> Exercise description:
Produce an exact transcript of all the records.

====================

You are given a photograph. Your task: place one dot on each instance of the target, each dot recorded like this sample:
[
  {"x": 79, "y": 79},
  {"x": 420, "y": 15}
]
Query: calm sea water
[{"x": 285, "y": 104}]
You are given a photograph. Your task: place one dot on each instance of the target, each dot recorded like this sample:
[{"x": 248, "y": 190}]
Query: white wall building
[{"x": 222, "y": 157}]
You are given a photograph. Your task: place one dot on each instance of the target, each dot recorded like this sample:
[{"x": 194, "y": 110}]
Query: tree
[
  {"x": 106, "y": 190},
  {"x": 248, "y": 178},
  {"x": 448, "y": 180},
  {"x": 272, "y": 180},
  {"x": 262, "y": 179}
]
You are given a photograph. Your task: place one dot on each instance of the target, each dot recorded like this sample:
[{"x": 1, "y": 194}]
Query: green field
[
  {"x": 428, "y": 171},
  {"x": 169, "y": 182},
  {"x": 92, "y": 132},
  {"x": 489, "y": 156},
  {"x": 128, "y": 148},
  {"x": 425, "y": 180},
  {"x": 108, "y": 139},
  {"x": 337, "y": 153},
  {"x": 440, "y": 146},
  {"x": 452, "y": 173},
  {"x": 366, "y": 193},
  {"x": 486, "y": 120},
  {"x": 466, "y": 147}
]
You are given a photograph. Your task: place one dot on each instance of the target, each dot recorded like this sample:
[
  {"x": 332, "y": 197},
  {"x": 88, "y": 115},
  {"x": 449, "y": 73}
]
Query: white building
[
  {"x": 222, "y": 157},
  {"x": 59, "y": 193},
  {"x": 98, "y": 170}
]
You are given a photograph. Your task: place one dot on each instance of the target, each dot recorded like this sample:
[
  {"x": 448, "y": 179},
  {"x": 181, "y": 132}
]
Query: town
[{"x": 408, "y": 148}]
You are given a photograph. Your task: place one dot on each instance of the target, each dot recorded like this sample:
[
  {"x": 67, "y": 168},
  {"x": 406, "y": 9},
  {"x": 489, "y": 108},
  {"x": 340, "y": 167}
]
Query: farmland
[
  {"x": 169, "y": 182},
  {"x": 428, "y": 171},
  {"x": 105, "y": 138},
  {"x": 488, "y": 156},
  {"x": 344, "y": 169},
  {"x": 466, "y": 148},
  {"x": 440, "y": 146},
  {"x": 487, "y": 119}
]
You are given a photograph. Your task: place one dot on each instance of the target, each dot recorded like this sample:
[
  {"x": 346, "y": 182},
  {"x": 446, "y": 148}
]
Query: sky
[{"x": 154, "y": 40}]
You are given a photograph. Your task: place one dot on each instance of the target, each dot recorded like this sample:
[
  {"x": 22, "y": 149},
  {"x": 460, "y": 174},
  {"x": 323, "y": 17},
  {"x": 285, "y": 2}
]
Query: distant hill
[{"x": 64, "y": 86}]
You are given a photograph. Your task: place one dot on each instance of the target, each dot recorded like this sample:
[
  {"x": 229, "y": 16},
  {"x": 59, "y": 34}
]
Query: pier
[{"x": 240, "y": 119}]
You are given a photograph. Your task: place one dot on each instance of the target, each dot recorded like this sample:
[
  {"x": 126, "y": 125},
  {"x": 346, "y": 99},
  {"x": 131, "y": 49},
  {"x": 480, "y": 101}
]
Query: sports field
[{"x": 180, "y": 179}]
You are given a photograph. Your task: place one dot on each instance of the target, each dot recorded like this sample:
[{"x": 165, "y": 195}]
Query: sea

====================

> Problem solution:
You are given a photograph. Your task: place one dot on each instance of the target, each dot recorded like this sample:
[
  {"x": 79, "y": 79},
  {"x": 420, "y": 15}
]
Query: calm sea water
[{"x": 285, "y": 104}]
You are given a photograph. Your task: place one dot on each instance of the target, each dot recorded like this sample:
[{"x": 248, "y": 190}]
Query: white wall building
[{"x": 222, "y": 157}]
You are given a photograph. Your task: place one dot on each instance of the target, each dot recorded like this sample:
[{"x": 194, "y": 110}]
Query: tree
[
  {"x": 106, "y": 190},
  {"x": 248, "y": 178},
  {"x": 448, "y": 180},
  {"x": 272, "y": 180},
  {"x": 262, "y": 179}
]
You are given a photograph. Your task: place one dot on each instance of the target, each dot recorded like this sample:
[{"x": 1, "y": 194}]
Query: green field
[
  {"x": 428, "y": 171},
  {"x": 169, "y": 182},
  {"x": 92, "y": 132},
  {"x": 489, "y": 156},
  {"x": 128, "y": 148},
  {"x": 425, "y": 180},
  {"x": 108, "y": 139},
  {"x": 337, "y": 153},
  {"x": 440, "y": 146},
  {"x": 452, "y": 173},
  {"x": 366, "y": 193},
  {"x": 486, "y": 120},
  {"x": 466, "y": 147}
]
You are given a photograph. Your task: place one dot on each instance of the target, each dot recorded like this sample:
[
  {"x": 332, "y": 197},
  {"x": 88, "y": 115},
  {"x": 449, "y": 73}
]
Query: white building
[
  {"x": 222, "y": 157},
  {"x": 59, "y": 193},
  {"x": 98, "y": 170}
]
You are given a photograph. Your task: place one dot on each instance of the target, each dot recorded like this sample:
[
  {"x": 448, "y": 179},
  {"x": 181, "y": 132}
]
Query: town
[{"x": 408, "y": 148}]
You are given a photograph. Your task: place one dot on each instance of the target, each dot recorded like this sample:
[
  {"x": 67, "y": 168},
  {"x": 406, "y": 9},
  {"x": 489, "y": 108},
  {"x": 340, "y": 167}
]
Query: farmland
[
  {"x": 169, "y": 182},
  {"x": 428, "y": 171},
  {"x": 105, "y": 138},
  {"x": 488, "y": 156},
  {"x": 344, "y": 169},
  {"x": 466, "y": 148},
  {"x": 440, "y": 146},
  {"x": 487, "y": 119}
]
You are given a photograph. Your task: place one dot on each instance of the target, each dot recorded like this sample:
[
  {"x": 346, "y": 182},
  {"x": 446, "y": 148}
]
Query: sky
[{"x": 154, "y": 40}]
You are given a photograph. Your task: place one dot on each instance of the target, each dot recorded like this sample:
[
  {"x": 22, "y": 149},
  {"x": 460, "y": 174},
  {"x": 323, "y": 17},
  {"x": 285, "y": 2}
]
Query: distant hill
[{"x": 64, "y": 86}]
You are given a photograph. Your task: place one dot on each instance of the target, each dot recorded like this sample:
[
  {"x": 229, "y": 16},
  {"x": 59, "y": 34}
]
Query: pier
[{"x": 240, "y": 119}]
You are given a photograph. Your task: place one dot on each instance of the target, each dot recorded like this sample:
[
  {"x": 126, "y": 125},
  {"x": 346, "y": 99},
  {"x": 131, "y": 49},
  {"x": 480, "y": 101}
]
Query: sports field
[{"x": 180, "y": 179}]
You are given a photograph. Your task: place one dot on each instance of the target, each dot recorded like this sample:
[{"x": 165, "y": 195}]
Query: sea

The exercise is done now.